§ Verilen metin
* * * *
• m.ö. 217 yılında hannibal'in roma ordusunu sisin de yardımıyla dehşet bir pusuya düşürdüğü ve 3 saatlik bir süreçte roma ordusunu hallaç pamuğuna çevirdiği meşhur bir muharebedir. hannibal kendisini takip eden roma ordusuna karşı bir gece önce gizlice ordusunu parçalara ayırarak gölün yanında yer alan tepelere yerleştirmiş, sabah vakti roma ordusu gölün kıyısından geçerken sisin de yardımıyla ne olduğunu bile anlayamayan roma ordusunun tepesine binmiştir. ordunun yarısı oracıkta kılıçtan geçirilirken diğer yarısı da göle doğru kaçmış ve boğularak ölmüştürler. roma ordusunu oluşturan 40.000 aslerden en az 30.000'i öldürülmüş kalanlar da esir alınmıştır. buna karşın hannibal 1.500 civarı asker kaybetmiştir.

    bu arada trasimene'ye trasumennus diyen de vardır.

    cannae savaşı için: (bkz: #113125093)
  • ikinci pön savaşı'nın başlıca muharebelerinden birisiydi. hannibal komutasındaki kartacalılar, konsül gaius flaminius komutasındaki romalıları mağlup ettiler. muharebe askeri tarih alanının en geniş ve en başarılı pusularından birisi olarak kabul edilir.

    giriş
    romalılar, sempronius ordusunun mö 218 aralık ayındaki trebia yenilgisinden sonra büyük bir telaşa ve hayal kırıklığına düşerek acilen kuzeyden gelen tehdite karşı planlar yaptılar. sempronius roma’ya döndü ve roma senatosu gelecek yıl için yeni konsül seçimlerini karara bağladı. yeni yılın konsülleri gnaeus servilius geminus ve gaius flaminius, seçilen konsül için icra edilmesi gereken ritüeller yaklaşan tehdit altında yapılmaksızın roma senatosu tarafından roma’dan ivedilikle ayrılmaları istenildi. senato servillius'u scipio'nun yerini almak üzere, flaminius'u ise sempronius’un ordusundan kalanların yerine komutan olarak yetkilendirdi. her iki ordu da trebia yenilgisi nedeniyle güç kaybettiklerinden dört yeni roma lejyonu oluşturuldu. bu yeni güçler, eski ordudan kalanların tümüyle birlikte iki konsül arasında paylaştırıldı. ticinus ve trebia muharebelerinden sonra, flaminius’un ordusu apeninlerin batı girişini kapatmak üzere bulunduğu arimium'dan güney batıya doğru inerek roma’nın yakın savunmasını yapmak üzere kendisini hazırladı. servilius yeni oluşturulan ordusuyla adriyatik kıyısı boyunca muhafaza yapmak üzere onun ariminum’daki yerini aldı. hannibal her nereden geçmek isterse bir roma ordusu ile karşılaşacaktı ve en azından iki ordu arasında sıkışacaktı.
* * * *
§ Verilen kayıtlar
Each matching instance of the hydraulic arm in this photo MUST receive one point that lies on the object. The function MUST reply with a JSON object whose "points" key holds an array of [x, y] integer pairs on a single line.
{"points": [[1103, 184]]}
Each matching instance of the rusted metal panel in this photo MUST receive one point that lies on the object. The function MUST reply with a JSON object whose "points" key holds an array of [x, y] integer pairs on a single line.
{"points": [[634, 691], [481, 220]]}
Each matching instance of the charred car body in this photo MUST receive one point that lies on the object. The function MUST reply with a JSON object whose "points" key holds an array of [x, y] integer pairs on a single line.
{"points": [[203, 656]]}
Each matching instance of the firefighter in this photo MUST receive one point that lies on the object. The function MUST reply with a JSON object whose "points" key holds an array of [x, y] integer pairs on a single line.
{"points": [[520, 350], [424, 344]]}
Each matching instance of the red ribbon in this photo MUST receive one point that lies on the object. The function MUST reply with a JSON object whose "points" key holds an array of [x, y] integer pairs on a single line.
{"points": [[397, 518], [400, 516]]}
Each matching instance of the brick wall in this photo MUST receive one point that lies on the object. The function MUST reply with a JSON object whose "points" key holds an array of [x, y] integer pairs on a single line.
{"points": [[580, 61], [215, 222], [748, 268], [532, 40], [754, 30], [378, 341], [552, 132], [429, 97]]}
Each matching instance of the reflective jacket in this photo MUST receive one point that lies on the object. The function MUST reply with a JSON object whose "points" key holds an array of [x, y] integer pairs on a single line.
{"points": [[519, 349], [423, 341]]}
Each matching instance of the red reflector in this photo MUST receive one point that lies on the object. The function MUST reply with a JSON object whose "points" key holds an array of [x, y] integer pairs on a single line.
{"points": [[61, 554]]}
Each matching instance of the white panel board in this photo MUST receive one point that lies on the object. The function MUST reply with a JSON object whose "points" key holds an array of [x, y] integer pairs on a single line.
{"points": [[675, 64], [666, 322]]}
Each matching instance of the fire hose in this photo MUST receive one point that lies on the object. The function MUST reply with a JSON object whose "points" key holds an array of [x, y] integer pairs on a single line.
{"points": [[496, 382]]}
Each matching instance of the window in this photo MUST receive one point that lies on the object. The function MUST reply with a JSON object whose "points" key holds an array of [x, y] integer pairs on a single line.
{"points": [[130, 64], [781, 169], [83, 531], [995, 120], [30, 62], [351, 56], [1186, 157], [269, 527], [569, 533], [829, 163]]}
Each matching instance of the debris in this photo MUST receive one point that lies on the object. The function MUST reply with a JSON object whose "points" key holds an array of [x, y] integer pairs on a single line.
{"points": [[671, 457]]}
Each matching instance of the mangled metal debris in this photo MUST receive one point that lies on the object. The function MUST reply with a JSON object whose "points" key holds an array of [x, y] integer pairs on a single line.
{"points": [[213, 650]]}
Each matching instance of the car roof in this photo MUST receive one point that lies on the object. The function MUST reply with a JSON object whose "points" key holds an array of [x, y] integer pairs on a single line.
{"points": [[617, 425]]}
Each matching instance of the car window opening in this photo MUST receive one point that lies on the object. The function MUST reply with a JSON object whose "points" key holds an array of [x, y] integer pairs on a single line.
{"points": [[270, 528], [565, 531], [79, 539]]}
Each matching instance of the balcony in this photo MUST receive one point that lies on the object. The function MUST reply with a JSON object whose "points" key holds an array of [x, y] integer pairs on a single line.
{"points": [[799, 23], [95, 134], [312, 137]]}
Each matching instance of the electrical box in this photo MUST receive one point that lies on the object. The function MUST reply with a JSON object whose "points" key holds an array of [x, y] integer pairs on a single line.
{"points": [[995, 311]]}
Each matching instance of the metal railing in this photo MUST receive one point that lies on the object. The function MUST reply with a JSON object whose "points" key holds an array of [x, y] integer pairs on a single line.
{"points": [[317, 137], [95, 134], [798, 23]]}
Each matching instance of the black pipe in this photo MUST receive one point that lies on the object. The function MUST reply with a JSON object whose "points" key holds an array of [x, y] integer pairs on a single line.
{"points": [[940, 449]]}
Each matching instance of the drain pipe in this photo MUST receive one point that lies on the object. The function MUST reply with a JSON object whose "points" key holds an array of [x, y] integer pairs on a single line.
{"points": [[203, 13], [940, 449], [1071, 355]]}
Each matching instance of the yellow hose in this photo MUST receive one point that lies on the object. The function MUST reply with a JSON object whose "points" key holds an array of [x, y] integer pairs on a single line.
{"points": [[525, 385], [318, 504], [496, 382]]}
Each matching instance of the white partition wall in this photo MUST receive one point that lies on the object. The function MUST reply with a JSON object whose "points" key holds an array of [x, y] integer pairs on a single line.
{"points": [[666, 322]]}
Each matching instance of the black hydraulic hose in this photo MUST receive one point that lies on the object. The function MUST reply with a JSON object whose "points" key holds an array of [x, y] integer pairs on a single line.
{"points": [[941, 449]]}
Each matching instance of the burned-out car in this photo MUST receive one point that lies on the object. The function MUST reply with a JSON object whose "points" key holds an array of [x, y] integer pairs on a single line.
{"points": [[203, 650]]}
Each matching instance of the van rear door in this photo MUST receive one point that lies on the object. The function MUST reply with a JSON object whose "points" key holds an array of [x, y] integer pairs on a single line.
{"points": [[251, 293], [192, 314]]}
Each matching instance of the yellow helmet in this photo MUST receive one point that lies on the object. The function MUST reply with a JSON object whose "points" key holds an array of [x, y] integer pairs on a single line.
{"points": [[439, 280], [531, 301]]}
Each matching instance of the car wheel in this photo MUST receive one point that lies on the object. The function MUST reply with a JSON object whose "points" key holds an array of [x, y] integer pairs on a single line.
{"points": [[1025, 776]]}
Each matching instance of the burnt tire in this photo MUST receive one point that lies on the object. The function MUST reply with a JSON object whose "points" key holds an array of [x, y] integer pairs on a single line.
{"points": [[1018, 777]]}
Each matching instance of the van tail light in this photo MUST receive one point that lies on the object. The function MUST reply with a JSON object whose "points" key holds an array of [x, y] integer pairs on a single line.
* * * *
§ Yapılacak iş
Yukarıdaki Trasimene Muharebesi metninde "m.ö. 217 yılında hannibal'in" diye başlayan paragrafı, ana bilgileri korunacak şekilde kısa bir madde listesine dönüştürün.

§ Sorunun cevabı
- MÖ 217'de Hannibal, sisin de yardımıyla Roma ordusunu pusuya düşürdü ve 3 saatte ağır bir yenilgiye uğrattı.
- Bir gece önce ordusunu gizlice bölerek gölün yanındaki tepelere yerleştirdi.
- Sabah, Roma ordusu göl kıyısından geçerken saldırdı.
- Roma ordusunun yarısı kılıçtan geçirildi, diğer yarısı göle kaçıp boğuldu.
- 40.000 Roma askerinden en az 30.000'i öldürüldü, kalanlar esir alındı.
- Hannibal'in kaybı 1.500 civarında askerdi.